• **Problem to work on**: Write out again only the lines running from the one that contains "[detect] neck" to the end of the records below, including both the first and the last.

• **Supplied material**:
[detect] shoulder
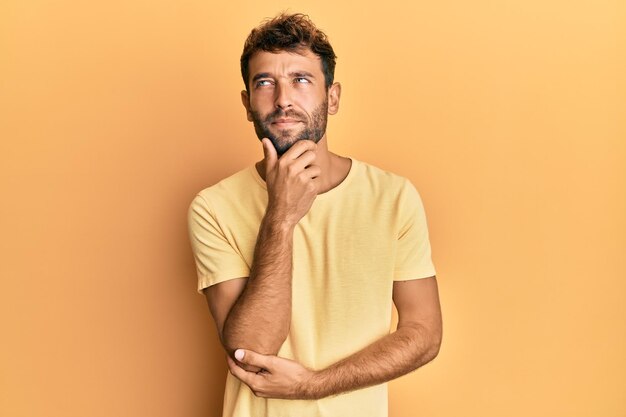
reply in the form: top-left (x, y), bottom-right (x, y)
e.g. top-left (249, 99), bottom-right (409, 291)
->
top-left (194, 165), bottom-right (262, 204)
top-left (353, 159), bottom-right (415, 196)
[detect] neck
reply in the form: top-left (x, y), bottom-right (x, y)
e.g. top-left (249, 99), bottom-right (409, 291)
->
top-left (256, 135), bottom-right (352, 194)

• **Task answer**:
[detect] neck
reply in the form: top-left (x, y), bottom-right (x, y)
e.g. top-left (249, 99), bottom-right (409, 291)
->
top-left (256, 135), bottom-right (352, 194)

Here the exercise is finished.